> Given exercise 1
Determine whether each of the following statements agrees with the page on social circles and networks below, answering yes or no for each and quoting the deciding words: (a) the page describes circles as things that can never exclude; (b) the page contains the line "Loneliness is the only real disability."; (c) the page says that many people with disabilities are often lonely.
> Given exercise 2
Translate into Spanish the following sentence from the page on social circles and networks below: "Bad things are more likely to happen to someone who’s disconnected from other people."
> Given exercise 3
Write a continuation of the page on social circles and networks below, beginning after its final sentence.

> Page excerpt
----

Category Archives: Events

Join Us as We Learn About Social Circles and Networks

A Circle — It’s Simple, Really

Loving, caring relationships are the key to a good life. A person’s well-being is intertwined with the relationships he or she creates. Most of us cannot imagine a life without someone with whom to share our closest thoughts, dreams, and fears. Yet the truth is that many people—including many with disabilities—are often lonely, and the most significant disabling condition they face is their isolation.

Adapted from “Weaving the Ties that Bind”

PLAN Institute for Caring Citizenship

Loneliness is the only real disability.

David Pitonyak

Most of us know that isolation is both uncomfortable and dangerous. Bad things are more likely to happen to someone who’s disconnected from other people. And, anyway, most people long for community—for the richness of connection with others. Most of the stories we tell each other and most of the celebrations in which we take part are about the vibrancy of our relationships with other people.

So, we need to act against the isolation that people with disabilities experience. We need to invest our whole selves in building lives-of-connection with and for them. We need to do this on purpose.

Luckily, others have taught us about a simple and familiar image that helps us try to build relationship-networks for others. That image is the CIRCLE. Circles join things together. They include. All right, they can exclude too, but we’re not going to use them that way.

----

> Rows
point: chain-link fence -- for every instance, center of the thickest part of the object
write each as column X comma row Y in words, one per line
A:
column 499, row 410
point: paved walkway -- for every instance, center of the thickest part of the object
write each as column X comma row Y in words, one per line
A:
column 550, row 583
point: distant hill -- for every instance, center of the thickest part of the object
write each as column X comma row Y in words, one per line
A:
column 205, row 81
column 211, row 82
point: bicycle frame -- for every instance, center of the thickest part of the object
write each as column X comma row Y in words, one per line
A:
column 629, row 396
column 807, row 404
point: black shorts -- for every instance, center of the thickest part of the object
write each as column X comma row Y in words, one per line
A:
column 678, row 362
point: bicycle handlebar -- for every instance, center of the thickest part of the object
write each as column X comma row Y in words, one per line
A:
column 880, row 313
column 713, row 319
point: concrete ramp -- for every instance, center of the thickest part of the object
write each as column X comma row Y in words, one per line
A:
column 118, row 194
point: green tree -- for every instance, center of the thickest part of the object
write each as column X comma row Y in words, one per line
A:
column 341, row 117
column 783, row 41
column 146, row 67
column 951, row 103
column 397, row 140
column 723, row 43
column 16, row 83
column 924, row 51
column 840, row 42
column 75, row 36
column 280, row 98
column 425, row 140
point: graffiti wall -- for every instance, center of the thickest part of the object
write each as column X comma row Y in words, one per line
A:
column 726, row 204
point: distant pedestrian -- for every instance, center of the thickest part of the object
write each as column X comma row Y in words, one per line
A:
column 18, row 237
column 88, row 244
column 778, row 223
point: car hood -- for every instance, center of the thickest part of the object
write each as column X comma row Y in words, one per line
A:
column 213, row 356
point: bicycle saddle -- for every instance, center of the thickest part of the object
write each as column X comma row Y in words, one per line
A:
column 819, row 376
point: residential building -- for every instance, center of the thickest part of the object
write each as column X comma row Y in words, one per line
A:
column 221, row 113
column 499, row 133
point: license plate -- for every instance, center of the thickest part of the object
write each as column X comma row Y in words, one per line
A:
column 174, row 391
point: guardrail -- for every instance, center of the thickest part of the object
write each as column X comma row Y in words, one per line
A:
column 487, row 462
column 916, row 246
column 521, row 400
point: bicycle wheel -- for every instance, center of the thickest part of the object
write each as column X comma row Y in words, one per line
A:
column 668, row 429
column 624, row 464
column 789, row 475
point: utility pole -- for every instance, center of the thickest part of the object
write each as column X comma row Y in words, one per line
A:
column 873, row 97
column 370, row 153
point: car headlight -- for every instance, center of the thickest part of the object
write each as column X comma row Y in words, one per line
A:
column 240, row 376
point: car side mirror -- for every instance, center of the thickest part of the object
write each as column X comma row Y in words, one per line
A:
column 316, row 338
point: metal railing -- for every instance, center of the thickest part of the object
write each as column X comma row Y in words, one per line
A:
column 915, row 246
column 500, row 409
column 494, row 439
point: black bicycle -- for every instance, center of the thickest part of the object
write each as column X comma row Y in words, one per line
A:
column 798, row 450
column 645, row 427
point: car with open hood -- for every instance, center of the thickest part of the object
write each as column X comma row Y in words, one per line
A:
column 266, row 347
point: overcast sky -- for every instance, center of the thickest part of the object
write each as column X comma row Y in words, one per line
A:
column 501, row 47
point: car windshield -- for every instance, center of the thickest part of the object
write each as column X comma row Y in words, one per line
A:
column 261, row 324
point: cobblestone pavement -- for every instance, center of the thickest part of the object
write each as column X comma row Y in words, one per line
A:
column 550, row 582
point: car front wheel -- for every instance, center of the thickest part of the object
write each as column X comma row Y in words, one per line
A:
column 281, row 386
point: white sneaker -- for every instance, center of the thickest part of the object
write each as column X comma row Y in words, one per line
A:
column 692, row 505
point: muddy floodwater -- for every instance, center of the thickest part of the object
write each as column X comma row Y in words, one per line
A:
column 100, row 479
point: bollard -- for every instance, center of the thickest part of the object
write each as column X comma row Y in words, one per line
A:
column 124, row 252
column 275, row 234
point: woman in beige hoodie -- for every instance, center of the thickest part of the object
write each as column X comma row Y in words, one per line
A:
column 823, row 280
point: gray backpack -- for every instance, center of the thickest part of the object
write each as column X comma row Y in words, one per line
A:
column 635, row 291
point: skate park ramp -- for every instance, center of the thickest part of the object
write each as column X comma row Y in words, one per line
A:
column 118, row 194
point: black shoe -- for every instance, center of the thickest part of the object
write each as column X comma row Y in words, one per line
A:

----

> Written answer 1
(a) No: "All right, they can exclude too, but we’re not going to use them that way."
(b) Yes: "Loneliness is the only real disability."
(c) Yes: "Yet the truth is that many people—including many with disabilities—are often lonely"

> Written answer 2
Es más probable que le sucedan cosas malas a alguien que está desconectado de otras personas.

> Written answer 3
When we build a circle for someone who’s been isolated or who hasn’t had enough connections in his or her life, we do four related things:

1. We try to get to know the person as well as we can—what interests or excites this person? What makes or might make life rich for her? Who is already likely to have some sort of connection with him?

2. We look in communities for places and, more important, people whose excitements and interests match those of the person with whom we’re circle-building.

3. We ask. We invite others to join in the effort to bring the person out of isolation—to make her or his own space with the rest of us. We do this intentionally, consciously. The experience of others is that many people say “Yes” to this kind of invitation.

4. We work to keep circles (also called “social networks”) active and sustained over time.

A few Southwest Ohio citizens have joined together to learn more about how social networks/circles can be created, to spread the word about how important such circles are, and perhaps to create a way for circle-building to become a part of our communities’ lives. We’re arranging for Al Etmanski, a founder of PLAN (Planned LIfetime Advocacy Network) of British Columbia, to spend a few days in Butler and Hamilton Counties, November 12, 13, 1nd 14, 2008. Please save these dates for good listening and conversation about how to relieve isolation and loneliness.

Jack Pealer


Quite a week

On Monday night Renate and I listened to Jonathan Mooney, at the College of Mount St. Joseph, as he analyzed and often skewered institutions–especially schools–for their adherence to the “tyranny of normalcy.”  On Wednesday we went to Cincinnati’s Mercantile Library to hear Anne Burleigh deliver the “Founders’ Day” lecture on “Wendell Berry and Membership.”  Mooney drew a picture, from his own experience, of a student with disabilities being searched out by schools and then singled out, day after day, year after year, with the clear intention of spinning that student right out of “normal” society.  He concluded with an appeal that we recognize “disability” as part of the human fabric, part of the diverse community.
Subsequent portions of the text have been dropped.